### WHAT IS REQUIRED
Across the entries below, how many lines include the word "hoof"? Reply with only the number.

### SOURCE RECORDS
***

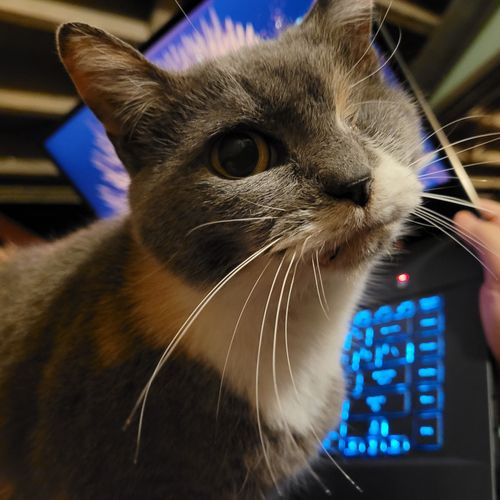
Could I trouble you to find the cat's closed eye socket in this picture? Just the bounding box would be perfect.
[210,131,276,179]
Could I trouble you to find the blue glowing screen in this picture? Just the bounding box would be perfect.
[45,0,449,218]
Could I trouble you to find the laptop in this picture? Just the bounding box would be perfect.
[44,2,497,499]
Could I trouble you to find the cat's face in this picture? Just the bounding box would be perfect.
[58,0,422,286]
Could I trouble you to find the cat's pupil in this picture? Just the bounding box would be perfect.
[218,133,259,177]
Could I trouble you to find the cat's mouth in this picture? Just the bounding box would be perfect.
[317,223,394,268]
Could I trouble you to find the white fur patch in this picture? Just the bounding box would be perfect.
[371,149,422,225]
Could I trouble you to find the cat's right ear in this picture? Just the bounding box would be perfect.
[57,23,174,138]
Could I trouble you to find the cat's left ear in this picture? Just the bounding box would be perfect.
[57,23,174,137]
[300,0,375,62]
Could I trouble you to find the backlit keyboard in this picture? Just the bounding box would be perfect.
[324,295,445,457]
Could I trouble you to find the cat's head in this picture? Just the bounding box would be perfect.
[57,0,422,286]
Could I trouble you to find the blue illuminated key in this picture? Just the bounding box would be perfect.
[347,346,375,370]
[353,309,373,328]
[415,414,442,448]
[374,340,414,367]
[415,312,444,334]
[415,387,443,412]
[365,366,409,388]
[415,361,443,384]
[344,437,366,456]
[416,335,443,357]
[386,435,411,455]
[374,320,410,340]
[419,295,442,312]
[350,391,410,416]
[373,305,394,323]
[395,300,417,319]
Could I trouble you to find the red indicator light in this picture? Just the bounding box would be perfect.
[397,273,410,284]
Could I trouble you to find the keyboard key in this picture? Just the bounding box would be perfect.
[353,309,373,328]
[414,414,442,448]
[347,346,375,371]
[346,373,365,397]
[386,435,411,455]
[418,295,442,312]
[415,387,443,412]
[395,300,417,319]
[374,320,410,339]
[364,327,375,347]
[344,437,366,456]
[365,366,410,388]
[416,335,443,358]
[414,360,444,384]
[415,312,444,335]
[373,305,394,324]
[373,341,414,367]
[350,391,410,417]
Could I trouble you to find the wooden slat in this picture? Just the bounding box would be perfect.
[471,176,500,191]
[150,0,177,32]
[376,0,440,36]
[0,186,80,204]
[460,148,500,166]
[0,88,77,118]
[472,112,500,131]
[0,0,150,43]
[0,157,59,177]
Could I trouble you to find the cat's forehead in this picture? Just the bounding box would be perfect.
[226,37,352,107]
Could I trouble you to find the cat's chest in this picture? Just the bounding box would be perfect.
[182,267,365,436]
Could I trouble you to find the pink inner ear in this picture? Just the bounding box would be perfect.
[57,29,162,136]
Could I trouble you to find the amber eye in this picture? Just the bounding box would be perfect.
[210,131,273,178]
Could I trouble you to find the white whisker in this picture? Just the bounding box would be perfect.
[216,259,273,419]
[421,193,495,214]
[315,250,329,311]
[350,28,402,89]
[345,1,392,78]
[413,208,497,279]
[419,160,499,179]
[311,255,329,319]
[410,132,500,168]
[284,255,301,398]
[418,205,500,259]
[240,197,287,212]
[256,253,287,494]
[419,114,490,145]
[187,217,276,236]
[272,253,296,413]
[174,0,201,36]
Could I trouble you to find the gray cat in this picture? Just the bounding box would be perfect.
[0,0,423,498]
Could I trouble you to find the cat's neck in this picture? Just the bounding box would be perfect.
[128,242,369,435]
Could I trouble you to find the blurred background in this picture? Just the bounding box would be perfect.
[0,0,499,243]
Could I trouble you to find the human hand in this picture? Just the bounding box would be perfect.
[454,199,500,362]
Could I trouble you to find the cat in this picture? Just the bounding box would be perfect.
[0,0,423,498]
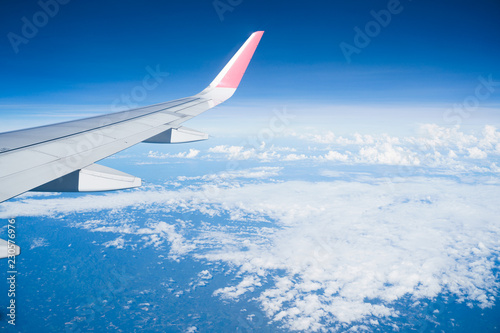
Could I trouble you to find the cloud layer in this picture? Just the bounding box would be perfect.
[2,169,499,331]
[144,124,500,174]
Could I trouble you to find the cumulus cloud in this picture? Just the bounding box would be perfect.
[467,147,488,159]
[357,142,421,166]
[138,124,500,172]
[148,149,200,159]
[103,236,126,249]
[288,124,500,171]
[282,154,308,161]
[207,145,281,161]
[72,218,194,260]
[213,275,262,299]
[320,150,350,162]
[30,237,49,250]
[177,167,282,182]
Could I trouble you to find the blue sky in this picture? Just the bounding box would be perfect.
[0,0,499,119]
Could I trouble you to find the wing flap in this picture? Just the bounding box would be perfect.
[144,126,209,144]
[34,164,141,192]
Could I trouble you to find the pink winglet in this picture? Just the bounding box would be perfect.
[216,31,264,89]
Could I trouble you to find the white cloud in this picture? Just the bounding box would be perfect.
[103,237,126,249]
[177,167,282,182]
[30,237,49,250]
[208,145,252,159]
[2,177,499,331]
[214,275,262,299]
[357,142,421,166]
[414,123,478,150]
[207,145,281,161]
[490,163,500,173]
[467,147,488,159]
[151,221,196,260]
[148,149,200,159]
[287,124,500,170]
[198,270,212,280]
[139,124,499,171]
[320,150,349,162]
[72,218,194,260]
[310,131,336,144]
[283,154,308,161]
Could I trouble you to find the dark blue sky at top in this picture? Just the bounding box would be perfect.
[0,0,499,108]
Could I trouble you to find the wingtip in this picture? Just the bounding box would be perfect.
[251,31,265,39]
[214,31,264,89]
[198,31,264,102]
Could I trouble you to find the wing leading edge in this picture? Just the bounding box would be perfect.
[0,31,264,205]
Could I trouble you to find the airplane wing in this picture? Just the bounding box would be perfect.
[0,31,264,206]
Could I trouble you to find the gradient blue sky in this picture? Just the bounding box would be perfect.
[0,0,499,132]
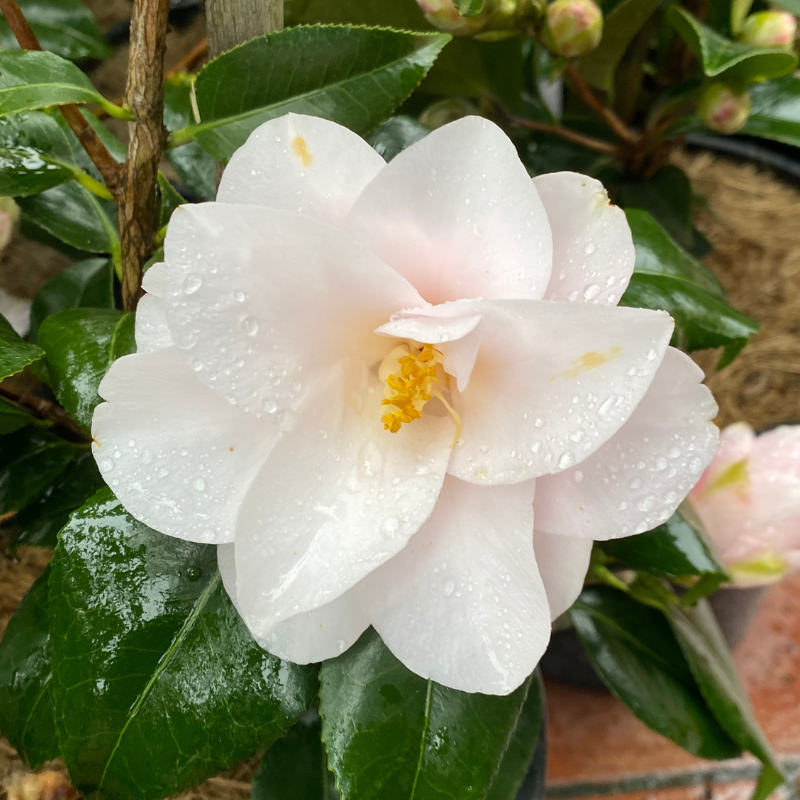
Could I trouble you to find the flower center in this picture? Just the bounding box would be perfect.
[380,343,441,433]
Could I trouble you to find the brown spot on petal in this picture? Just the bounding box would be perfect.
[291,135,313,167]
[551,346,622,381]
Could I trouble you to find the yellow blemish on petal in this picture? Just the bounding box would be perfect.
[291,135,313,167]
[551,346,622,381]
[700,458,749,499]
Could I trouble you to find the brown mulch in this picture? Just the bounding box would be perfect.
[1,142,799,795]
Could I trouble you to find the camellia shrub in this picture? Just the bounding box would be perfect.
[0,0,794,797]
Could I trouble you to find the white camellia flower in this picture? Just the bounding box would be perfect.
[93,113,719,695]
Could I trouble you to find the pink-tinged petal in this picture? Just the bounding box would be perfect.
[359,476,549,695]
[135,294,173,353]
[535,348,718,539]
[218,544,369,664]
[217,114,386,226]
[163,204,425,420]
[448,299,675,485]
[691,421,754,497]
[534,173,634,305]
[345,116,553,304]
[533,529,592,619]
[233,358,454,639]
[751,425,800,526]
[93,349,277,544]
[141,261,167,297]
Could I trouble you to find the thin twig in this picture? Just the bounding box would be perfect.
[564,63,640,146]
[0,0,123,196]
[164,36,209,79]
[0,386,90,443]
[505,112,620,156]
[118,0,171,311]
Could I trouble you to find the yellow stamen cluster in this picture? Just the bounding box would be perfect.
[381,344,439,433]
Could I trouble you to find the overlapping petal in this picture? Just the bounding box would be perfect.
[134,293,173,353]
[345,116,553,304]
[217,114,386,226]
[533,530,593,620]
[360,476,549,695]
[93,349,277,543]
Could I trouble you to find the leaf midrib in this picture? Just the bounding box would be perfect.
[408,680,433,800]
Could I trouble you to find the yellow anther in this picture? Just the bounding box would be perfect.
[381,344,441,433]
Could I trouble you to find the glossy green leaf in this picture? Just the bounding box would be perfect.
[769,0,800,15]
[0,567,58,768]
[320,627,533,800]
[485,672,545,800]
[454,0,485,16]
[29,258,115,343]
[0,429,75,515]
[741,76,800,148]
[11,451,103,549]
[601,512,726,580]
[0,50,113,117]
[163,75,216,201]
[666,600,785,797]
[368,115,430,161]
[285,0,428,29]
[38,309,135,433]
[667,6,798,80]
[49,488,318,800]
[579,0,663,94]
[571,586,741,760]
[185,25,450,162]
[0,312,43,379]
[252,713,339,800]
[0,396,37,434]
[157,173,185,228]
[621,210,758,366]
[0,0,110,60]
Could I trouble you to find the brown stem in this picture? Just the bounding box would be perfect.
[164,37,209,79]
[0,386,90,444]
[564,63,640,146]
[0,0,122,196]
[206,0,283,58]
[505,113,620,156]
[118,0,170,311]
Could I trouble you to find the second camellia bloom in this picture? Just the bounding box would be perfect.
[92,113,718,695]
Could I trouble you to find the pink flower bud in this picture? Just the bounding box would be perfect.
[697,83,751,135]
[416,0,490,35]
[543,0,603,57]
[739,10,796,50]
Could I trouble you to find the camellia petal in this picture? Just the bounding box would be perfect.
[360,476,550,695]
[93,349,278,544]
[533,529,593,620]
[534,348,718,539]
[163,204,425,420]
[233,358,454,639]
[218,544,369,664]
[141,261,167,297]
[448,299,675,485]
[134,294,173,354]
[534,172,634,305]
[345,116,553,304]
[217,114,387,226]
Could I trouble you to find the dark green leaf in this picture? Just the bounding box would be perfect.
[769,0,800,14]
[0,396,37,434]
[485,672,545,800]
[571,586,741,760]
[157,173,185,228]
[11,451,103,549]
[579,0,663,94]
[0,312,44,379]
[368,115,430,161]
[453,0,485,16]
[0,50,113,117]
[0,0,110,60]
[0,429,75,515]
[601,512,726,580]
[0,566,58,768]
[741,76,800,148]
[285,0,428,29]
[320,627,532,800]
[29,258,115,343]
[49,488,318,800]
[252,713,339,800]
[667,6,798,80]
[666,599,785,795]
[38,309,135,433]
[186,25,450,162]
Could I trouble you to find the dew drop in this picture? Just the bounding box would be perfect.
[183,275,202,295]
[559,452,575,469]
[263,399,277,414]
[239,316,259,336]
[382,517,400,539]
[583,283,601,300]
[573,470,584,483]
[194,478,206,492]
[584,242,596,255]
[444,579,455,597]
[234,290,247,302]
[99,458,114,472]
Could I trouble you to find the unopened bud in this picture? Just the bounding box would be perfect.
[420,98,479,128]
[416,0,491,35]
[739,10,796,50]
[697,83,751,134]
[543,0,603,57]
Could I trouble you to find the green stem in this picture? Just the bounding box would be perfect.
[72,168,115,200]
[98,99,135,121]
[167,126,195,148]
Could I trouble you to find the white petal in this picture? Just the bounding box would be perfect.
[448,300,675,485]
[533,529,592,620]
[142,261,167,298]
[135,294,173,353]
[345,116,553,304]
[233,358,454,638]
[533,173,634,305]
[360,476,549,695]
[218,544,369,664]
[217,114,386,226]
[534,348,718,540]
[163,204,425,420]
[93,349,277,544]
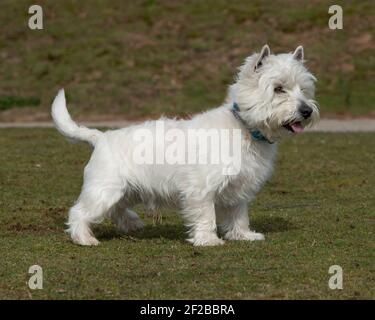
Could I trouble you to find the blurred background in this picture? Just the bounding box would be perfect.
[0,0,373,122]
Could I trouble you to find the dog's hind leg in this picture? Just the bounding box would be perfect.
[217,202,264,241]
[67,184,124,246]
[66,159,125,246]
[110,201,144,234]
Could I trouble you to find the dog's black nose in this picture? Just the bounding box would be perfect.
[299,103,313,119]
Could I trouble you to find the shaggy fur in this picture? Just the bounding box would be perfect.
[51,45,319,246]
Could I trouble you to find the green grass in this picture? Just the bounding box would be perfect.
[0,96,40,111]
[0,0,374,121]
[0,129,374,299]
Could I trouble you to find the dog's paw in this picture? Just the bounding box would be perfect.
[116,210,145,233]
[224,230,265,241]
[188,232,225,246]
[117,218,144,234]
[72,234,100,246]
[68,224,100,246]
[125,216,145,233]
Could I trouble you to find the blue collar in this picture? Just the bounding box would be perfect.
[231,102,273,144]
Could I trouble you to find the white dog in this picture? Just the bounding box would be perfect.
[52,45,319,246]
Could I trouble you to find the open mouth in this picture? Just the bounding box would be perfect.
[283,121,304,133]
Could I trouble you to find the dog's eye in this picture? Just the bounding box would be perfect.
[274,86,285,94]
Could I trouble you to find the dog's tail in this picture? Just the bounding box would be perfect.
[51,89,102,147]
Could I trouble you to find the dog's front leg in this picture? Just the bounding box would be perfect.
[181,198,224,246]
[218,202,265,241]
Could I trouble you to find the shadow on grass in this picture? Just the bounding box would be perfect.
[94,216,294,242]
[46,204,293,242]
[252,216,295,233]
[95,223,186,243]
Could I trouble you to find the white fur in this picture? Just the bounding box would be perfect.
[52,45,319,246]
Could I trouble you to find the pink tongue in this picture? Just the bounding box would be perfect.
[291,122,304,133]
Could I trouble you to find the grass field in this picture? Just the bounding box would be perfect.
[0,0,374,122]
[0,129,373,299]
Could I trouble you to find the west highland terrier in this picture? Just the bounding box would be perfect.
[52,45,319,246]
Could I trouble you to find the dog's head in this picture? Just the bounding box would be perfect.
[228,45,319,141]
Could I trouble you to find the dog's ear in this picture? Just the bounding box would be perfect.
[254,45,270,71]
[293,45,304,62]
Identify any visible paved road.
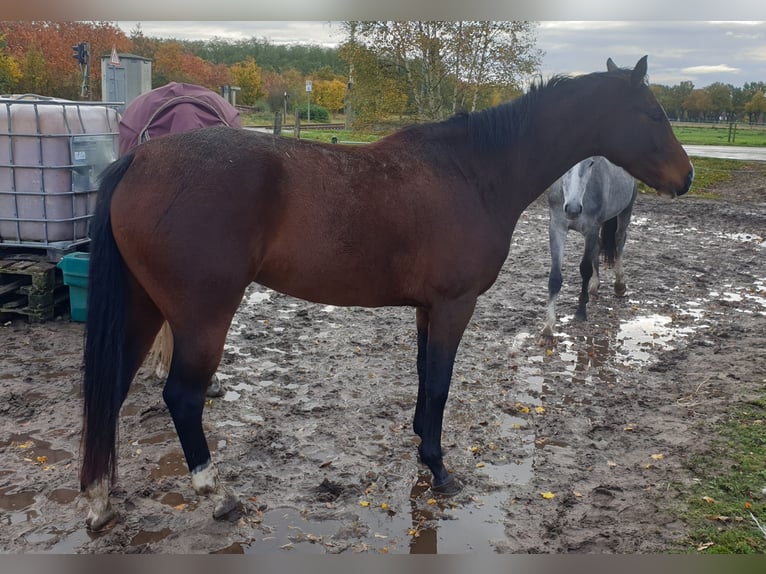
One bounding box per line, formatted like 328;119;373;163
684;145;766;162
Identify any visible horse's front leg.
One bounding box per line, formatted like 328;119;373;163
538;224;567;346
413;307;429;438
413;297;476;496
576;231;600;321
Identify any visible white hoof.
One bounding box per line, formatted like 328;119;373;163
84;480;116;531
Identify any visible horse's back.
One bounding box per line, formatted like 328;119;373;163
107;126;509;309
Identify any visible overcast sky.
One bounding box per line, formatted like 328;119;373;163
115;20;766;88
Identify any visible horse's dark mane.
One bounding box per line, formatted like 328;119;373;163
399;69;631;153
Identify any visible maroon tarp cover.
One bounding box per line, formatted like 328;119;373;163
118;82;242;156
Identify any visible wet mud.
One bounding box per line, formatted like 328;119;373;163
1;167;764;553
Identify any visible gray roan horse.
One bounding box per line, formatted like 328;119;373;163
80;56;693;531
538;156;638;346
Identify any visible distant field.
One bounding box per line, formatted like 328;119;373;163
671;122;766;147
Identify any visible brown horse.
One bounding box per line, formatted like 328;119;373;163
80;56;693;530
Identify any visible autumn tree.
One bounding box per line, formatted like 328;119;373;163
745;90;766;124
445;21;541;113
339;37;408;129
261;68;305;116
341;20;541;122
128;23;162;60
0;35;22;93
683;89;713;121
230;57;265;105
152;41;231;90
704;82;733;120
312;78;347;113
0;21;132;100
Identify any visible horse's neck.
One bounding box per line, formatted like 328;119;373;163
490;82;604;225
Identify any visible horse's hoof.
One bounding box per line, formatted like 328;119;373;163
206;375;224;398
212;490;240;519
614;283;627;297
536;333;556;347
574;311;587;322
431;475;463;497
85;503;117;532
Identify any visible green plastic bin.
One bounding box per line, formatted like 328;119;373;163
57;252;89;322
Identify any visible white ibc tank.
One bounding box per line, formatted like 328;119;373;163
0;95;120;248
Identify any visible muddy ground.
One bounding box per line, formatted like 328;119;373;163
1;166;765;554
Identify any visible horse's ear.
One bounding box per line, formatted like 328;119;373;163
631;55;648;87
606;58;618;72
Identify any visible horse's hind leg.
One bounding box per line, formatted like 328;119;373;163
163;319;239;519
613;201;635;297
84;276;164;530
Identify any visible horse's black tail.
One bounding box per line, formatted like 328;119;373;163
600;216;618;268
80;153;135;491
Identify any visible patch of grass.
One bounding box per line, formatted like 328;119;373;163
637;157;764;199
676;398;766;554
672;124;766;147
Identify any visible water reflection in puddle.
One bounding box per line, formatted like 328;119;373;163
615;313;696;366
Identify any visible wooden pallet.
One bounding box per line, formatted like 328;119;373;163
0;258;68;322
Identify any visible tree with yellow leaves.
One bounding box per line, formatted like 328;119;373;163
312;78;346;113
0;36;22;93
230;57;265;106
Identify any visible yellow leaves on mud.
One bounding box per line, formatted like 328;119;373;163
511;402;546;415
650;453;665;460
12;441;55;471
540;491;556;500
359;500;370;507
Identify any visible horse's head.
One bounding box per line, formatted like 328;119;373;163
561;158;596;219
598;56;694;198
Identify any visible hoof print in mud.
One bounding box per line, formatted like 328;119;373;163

***

### ANSWER TO THIS TASK
3